* begin *

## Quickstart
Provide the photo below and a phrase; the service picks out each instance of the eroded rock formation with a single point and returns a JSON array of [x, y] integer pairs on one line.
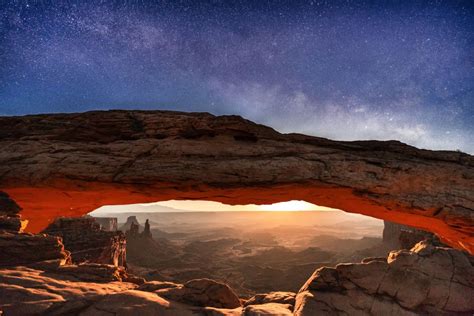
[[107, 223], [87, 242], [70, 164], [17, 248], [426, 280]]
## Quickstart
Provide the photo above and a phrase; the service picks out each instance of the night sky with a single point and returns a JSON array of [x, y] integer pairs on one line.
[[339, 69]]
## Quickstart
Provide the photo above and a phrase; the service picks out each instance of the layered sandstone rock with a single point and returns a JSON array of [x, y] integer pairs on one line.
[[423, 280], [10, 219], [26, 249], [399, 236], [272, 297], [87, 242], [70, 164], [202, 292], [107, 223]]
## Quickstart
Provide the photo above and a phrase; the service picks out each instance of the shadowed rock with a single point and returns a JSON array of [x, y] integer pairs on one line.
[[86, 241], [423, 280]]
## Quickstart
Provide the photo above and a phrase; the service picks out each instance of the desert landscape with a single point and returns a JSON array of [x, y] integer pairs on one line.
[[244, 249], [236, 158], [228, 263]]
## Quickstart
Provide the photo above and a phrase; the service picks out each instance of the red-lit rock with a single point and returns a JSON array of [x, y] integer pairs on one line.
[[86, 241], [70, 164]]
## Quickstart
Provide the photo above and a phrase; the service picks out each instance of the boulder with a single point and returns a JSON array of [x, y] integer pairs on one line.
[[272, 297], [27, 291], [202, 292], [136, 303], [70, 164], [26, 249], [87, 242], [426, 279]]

* end *

Copy the items word for word, starting at the first line and stopping after the line that contains "292], [107, 223]]". Leave the pictures out.

» **Result of this task**
## Quickstart
Provide the photo below and a phrase; the service picks out each instance of the eroded rock formation with a single point and returns a JSON array of [x, y] integer pairs on one line.
[[107, 223], [87, 242], [70, 164], [17, 248], [426, 280]]
## Quickstart
Provide the photo above and a phrase; the service picks out each instance of the night sky with a single point and returns a JSON array of [x, y] integer pairs on one line.
[[339, 69]]
## Quickstart
Provide the photo above and a phrase; the service picks out each instance of the layered sandstone rock with a single point and returns a JSON array of [x, y] integer pairs on one line.
[[423, 280], [10, 219], [26, 249], [399, 236], [272, 297], [87, 242], [70, 164], [202, 292], [107, 223]]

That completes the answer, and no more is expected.